#### Brano scelto:
Verbali sull'ancora

Silvia Casanova

Verbale 21-12-2008

Ancora

Non ti ho mai dato corda
Mi hai mandato sempre alla deriva
Dondolavi nel blu del mio mare

La burrasca ci porta via di nuovo
Stanco, ti do corda
Aggrappati, salvami…

 

 

Questa poesia è stata presentata da Antonio per la prima volta al Gruppo di San Vittore del 15/12/2008.

Chiara prende la parola per prima. Dice che Antonio sta parlando con se stesso e che quel “salvami” le fa pensare che Antonio non creda ancora del tutto nelle sue capacità.

Ivano dice invece che la poesia parla del gruppo, del valore e della funzione che oggi lo scrivente desidera dare al gruppo stesso.

Chiara replica dicendo che secondo lei il gruppo è stato lo strumento che ha favorito che Antonio scoprisse di avere un’ancora per sé; aggiunge che la strada per saperla utilizzare però è ancora lunga.

Livia, osservando l’uso dei tempi verbali presenti nel testo, rileva che lo scritto si può dividere in due pezzi. La prima parte parla al passato, nella seconda lo scrivente utilizza il presente.

Jacine dice che la frase “non ti ho mai dato corda” si riferisce all’atteggiamento che lo scrivente aveva in passato nei confronti delle sue potenzialità e della sua coscienza; “stanco” significa che adesso chi scrive sta cercando aiuto; “aggrappati” è la consapevolezza che chi scrive ha del fatto che utilizzare le proprie risorse come in passato non ha portato molto lontano.

Roberto afferma che la poesia parla di una coppia, una dualità che si può intendere in diversi modi; può rappresentare il rapporto con una persona, con una donna o con qualcosa che lo scrivente nutre dentro di sé.

Secondo dice che l’ancora è sempre stata in possesso di Antonio, che però si comportava come se non l’avesse.

Paolo legge nella poesia il problema della mancanza di punti di riferimento, dice che Antonio con questo scritto ha riassunto i suoi scritti precedenti, in cui spesso si dice che è mancata la capacità di ricorrere efficacemente alle persone di riferimento. “Salvami” è perciò un’invocazione che Antonio inserisce per ricordare a se stesso di fare affidamento sugli altri e l’importanza della sua stessa volontà.

#### Esercizi da svolgere:
A. Stabilisci se ciascuna delle seguenti affermazioni concorda con il verbale sulla poesia «Ancora». Rispondi sì o no e cita alla lettera le parole del verbale che lo dimostrano. (i) Antonio ha presentato la poesia per la prima volta al Gruppo di San Vittore del 15/12/2008. (ii) Ivano ritiene che Antonio stia parlando con se stesso. (iii) Livia divide lo scritto in due parti in base ai tempi verbali.
B. Secondo quanto riferisce Secondo nel verbale sulla poesia «Ancora», come si comportava Antonio nei confronti dell'ancora?
C. Prosegui il verbale sulla poesia «Ancora» a partire dall'ultima frase riportata.

Registri di puntamento:
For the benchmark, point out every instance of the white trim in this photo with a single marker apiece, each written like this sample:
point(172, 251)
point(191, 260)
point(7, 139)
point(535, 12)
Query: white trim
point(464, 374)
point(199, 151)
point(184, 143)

#### Risultati attesi:
A.
(i) Sì: "Questa poesia è stata presentata da Antonio per la prima volta al Gruppo di San Vittore del 15/12/2008."
(ii) No: "Ivano dice invece che la poesia parla del gruppo"
(iii) Sì: "rileva che lo scritto si può dividere in due pezzi. La prima parte parla al passato, nella seconda lo scrivente utilizza il presente."

B. Si comportava come se non l'avesse, anche se l'ancora era sempre stata in suo possesso.

C.
Ian trova la poesia molto evocativa, si dice d’accordo con il commento di Paolo ma è perplesso sull’uso della parola “dondolavi”. Cita inoltre un poeta messicano che gli è stato ricordato dal testo, Ottavio Paz.

Aparo: Che cos’è l’ancora? Cosa rappresenta?

Silvia dice che l’ancora rappresenta i desideri più profondi della persona che scrive.

Mario individua nell’ancora la responsabilità.

Ivano pensa all’ancora come alla coscienza.

Aparo dice che l’ancora può rappresentare le mani della persona che scrive, quindi anche l’investimento sulle cose. E’ come se lo scrivente dicesse: care mani, non vi ho mai accordato fiducia e sono andato alla deriva; vi dondolavate con me nella dimensione della fantasticheria più che in quella della realtà. La burrasca minaccia di portarci via; adesso vi chiedo di afferrare qualcosa e di utilizzarla. Poi chiede in che senso l’ancora ha “mandato” lo scrivente alla deriva.

Antonio prende la parola per spiegare come vive la sua poesia: “l’ancora sono i valori e la parte razionale di me, per il genere di vita che ho trascorso… la situazione con gli amici prima e con il gruppo adesso”.

 

 

La poesia viene proposta il mercoledì seguente (17/12/2008) al gruppo del femminile.

Paola: la poesia parla di una persona che non ha mai dato fiducia e che adesso ha voglia di darla.

Barbara: “non ti ho mai dato corda” significa non ti ho mai dato attenzione. La poesia si rivolge a una persona: “eri sempre dentro di me ma mi hai lasciato solo a sbagliare”. Lui adesso è stanco della situazione, chiede di potersi aggrappare a qualcosa.

Fedua afferma che lo scrivente è una testa dura! Dice che non ha mai dato retta a chi lo consigliava e andava dove tirava il vento del suo istinto. Il mare è la sua tristezza, in cui si dondolava con i suoi pensieri. Ma adesso è stanco dei suoi sbagli ed è pronto ad ascoltare.

Rita, la nuova arrivata del gruppo, dice che la vita ha dato allo scrivente delle cose, ma lui è sempre andato contro corrente, adesso vuole dare retta all’ancora, ma chiede in cambio la speranza di riuscire. L’ancora è la vita.

Fedua ribatte e dice che la poesia le sembra anche un messaggio per qualcuno.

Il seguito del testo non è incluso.